Task goal. Write out the material word for word, everything from the line containing "[pin] string light -- one per line" down through the last line, with both of those lines included.

Records for this exercise.
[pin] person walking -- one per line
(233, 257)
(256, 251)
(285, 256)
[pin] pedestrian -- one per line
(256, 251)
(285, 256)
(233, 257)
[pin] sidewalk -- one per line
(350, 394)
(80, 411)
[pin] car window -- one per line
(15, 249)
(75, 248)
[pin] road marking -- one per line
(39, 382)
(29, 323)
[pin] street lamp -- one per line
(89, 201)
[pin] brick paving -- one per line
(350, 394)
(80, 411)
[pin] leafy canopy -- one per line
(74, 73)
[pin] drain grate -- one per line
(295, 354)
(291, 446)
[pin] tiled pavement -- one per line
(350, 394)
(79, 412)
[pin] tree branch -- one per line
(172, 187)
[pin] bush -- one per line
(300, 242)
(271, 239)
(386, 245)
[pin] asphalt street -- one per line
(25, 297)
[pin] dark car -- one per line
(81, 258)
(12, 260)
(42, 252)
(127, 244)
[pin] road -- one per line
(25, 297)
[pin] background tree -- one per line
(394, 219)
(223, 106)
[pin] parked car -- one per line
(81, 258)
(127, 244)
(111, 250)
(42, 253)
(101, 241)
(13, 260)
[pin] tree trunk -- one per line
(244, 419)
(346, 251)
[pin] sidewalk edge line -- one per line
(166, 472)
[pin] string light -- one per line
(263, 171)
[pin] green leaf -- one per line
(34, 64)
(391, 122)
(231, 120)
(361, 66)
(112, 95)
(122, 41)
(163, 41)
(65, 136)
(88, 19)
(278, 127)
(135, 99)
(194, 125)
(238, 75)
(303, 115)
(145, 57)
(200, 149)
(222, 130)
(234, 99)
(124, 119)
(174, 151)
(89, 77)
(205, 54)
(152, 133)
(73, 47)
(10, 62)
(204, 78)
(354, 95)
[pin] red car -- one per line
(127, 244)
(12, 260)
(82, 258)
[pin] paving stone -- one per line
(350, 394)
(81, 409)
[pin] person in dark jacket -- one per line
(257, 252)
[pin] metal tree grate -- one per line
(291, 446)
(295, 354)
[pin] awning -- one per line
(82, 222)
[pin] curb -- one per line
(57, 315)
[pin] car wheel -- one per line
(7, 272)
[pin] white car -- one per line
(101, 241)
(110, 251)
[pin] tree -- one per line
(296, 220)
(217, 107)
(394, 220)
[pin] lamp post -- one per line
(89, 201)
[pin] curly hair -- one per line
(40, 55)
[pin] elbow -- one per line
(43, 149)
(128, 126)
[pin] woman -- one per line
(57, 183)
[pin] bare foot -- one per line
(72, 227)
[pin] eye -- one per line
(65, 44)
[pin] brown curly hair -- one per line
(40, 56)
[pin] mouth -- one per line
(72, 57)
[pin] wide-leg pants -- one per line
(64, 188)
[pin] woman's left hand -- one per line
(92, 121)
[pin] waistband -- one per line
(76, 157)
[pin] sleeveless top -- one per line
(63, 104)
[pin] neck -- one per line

Finished task.
[pin] string light -- one per line
(263, 171)
[pin] green leaf -- one per line
(34, 64)
(391, 122)
(231, 120)
(361, 66)
(112, 95)
(122, 41)
(163, 41)
(65, 136)
(88, 19)
(278, 127)
(135, 99)
(194, 125)
(238, 75)
(303, 115)
(145, 57)
(200, 149)
(222, 130)
(234, 99)
(124, 119)
(174, 151)
(89, 77)
(205, 54)
(152, 133)
(73, 47)
(10, 62)
(204, 78)
(354, 95)
[pin] red car -- one per line
(127, 244)
(12, 260)
(82, 258)
[pin] paving stone -- one per line
(350, 394)
(81, 409)
[pin] person in dark jacket -- one per line
(257, 252)
[pin] metal tree grate -- one per line
(291, 446)
(295, 354)
[pin] awning -- one per line
(82, 222)
[pin] curb -- one per line
(57, 315)
[pin] car wheel -- one per line
(7, 272)
[pin] white car -- one per line
(101, 241)
(110, 251)
[pin] tree -- one per line
(296, 220)
(217, 107)
(394, 220)
[pin] lamp post -- one per line
(89, 201)
[pin] curly hair -- one per line
(40, 55)
[pin] elbow -- one per line
(43, 149)
(128, 126)
[pin] woman -- one per line
(57, 183)
[pin] bare foot -- one per line
(72, 227)
[pin] eye -- one per line
(65, 44)
[pin] brown curly hair -- one per line
(40, 56)
[pin] mouth -- one per line
(72, 57)
[pin] wide-leg pants -- one per line
(64, 188)
[pin] woman's left hand -- one per line
(92, 121)
[pin] waistband -- one per line
(76, 157)
[pin] sleeveless top -- one per line
(63, 104)
[pin] neck -- one per line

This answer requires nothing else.